AIM OF THE EXERCISE
Do the statements (a), (b) and (c) below agree with the New Orleans flood transcript? For each, answer yes or no and quote the exact words of the transcript that decide it.
(a) The metal reinforcement behind the levee wall went 18 feet into the ground.
(b) Twenty members of the congregation lost their homes.
(c) Bonnie Schmidt says the roof came completely off.

— START OF PAGE EXCERPT —

SPEAKER 1: There were homes everywhere you see empty spaces. Straight ahead, between these two houses is the levee wall, that is the 17th Street Canal that broke. The metal reinforcement, behind the concrete and into the ground, only went down 17 feet. The canal is 18 feet deep, and that's why a major part of the city of New Orleans flooded, is because of this levee break.
REV. JIM VANDERWEELE: Well, we had 8 feet of water in this area. And my home was just three blocks away from here, so it had it 8 feet of water as well. 20 members of our congregation lost their homes. The church itself was a disaster.
GLEN KAHRMAN: New Orleans was 80% under water. So this church had an average of about 3.5 feet of water. And here in the sanctuary where we sit now, the pews were floating.
BONNIE SCHMIDT: Well first off, the roof came partially off. And it's a metal roof. And some water came and messed up the dry wall and so forth.
JYAPHIA CHRISTOS-ROGERS: Even as devastated as we were, we were like, the comfortably devastated. There were people horrifically devastated, who were left to die in the flood and I think that we carried their spirits with this too. And that was a motivator for not just rebuilding our own place, but recognizing that everybody in this community was devastated, and that we have a real calling to minister to those who were the most for horrifically devastated.

— END OF PAGE EXCERPT —
— START OF EXTRACTED RECORDS —

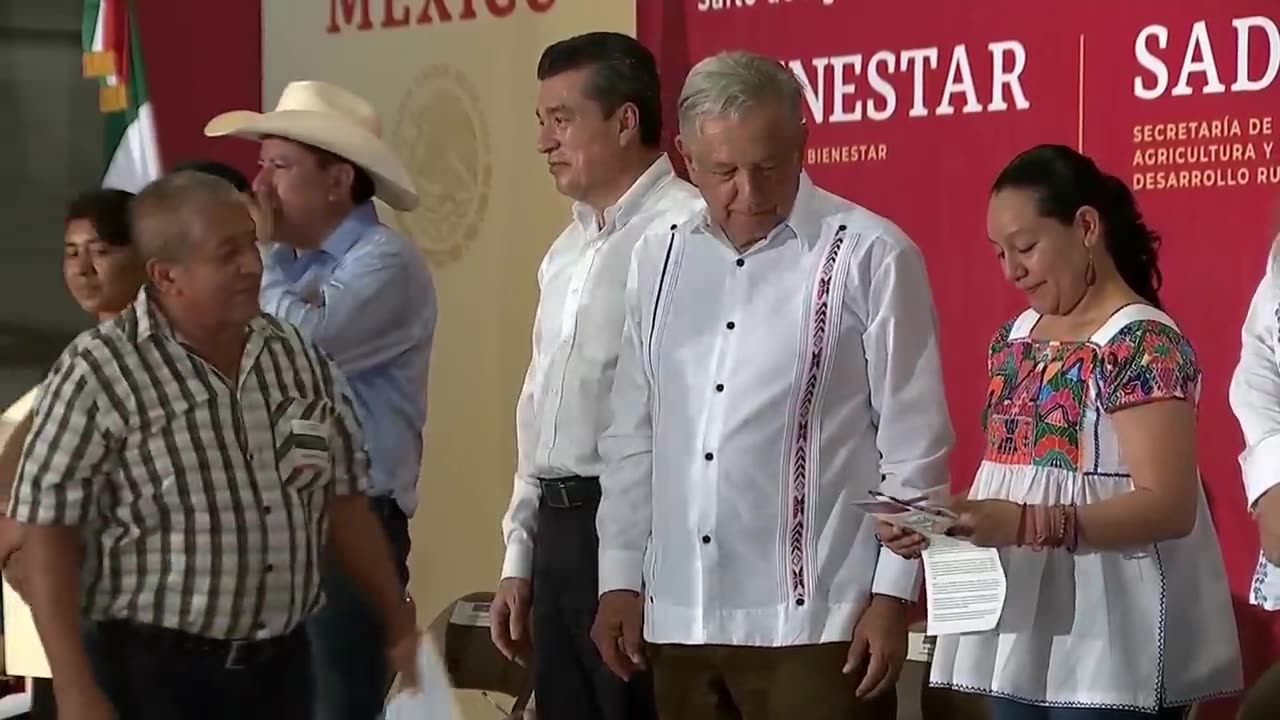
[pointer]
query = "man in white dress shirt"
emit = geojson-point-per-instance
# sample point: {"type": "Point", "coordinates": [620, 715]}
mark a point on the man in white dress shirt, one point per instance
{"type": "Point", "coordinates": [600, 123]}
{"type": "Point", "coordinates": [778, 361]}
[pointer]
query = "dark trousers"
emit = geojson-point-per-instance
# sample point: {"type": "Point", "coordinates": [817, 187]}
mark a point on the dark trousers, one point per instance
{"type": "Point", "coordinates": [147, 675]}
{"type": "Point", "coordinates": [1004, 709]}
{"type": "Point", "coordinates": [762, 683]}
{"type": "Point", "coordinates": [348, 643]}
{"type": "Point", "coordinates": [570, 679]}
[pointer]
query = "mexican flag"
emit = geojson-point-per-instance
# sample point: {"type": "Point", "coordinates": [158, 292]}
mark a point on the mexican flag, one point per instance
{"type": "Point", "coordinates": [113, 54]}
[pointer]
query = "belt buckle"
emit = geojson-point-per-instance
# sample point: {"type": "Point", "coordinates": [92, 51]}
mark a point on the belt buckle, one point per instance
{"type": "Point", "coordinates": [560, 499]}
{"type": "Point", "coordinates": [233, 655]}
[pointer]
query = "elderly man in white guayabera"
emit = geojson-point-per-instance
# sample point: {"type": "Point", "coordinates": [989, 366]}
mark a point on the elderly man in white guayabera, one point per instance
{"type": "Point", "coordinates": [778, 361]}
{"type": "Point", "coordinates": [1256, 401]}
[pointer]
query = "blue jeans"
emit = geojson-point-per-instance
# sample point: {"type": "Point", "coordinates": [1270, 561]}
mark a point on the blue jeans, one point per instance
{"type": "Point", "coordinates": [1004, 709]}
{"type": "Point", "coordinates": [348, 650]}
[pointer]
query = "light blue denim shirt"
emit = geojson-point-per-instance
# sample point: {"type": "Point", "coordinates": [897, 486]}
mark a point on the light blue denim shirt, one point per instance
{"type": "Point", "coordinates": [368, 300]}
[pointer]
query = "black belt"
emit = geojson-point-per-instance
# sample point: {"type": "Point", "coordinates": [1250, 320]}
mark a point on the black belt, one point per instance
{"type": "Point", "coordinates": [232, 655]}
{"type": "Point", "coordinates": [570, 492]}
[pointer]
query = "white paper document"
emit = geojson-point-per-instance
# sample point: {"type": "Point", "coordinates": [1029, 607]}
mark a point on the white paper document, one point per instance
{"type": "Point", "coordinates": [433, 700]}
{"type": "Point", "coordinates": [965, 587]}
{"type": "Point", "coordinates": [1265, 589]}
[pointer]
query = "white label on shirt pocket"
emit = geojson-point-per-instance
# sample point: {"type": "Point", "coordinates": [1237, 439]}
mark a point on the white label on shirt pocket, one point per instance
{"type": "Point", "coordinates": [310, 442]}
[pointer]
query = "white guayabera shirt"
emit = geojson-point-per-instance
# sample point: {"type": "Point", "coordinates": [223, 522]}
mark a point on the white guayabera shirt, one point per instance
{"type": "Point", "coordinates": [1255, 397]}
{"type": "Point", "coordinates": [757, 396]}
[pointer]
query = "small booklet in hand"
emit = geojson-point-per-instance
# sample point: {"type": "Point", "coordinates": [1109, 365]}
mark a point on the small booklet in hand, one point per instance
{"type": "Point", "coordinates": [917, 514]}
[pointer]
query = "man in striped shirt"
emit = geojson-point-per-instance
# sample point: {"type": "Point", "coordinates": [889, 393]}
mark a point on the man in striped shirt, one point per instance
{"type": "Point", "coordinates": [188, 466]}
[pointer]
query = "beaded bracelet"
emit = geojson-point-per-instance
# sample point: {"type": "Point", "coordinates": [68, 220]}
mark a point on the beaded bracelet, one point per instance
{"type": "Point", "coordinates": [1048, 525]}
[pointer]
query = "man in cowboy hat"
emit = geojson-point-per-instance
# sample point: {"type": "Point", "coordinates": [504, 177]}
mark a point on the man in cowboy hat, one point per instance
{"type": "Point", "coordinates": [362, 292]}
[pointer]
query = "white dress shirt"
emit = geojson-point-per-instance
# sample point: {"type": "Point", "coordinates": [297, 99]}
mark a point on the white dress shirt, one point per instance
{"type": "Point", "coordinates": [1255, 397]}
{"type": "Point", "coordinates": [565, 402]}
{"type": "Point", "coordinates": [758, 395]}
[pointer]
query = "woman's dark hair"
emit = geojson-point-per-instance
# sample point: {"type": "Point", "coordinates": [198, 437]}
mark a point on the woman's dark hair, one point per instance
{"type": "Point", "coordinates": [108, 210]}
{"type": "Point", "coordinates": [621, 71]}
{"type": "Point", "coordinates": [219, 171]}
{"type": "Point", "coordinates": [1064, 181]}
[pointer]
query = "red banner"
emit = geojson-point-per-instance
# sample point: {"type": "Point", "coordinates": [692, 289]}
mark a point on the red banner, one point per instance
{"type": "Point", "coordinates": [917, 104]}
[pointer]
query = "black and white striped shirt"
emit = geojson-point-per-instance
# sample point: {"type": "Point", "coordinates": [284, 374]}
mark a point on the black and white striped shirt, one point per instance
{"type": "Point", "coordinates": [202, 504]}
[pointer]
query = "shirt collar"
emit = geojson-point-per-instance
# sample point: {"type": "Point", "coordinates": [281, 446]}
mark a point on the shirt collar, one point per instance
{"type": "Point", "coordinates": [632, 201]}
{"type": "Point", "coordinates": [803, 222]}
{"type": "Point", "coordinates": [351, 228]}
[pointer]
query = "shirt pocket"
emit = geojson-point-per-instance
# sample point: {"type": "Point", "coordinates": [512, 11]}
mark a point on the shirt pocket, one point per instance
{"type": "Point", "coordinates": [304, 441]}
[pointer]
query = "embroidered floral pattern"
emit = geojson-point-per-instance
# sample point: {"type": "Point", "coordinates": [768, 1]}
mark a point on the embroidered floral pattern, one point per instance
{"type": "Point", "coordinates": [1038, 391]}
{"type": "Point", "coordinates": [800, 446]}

— END OF EXTRACTED RECORDS —

OUTPUT BELOW
(a) No: "The metal reinforcement, behind the concrete and into the ground, only went down 17 feet."
(b) Yes: "20 members of our congregation lost their homes."
(c) No: "Well first off, the roof came partially off."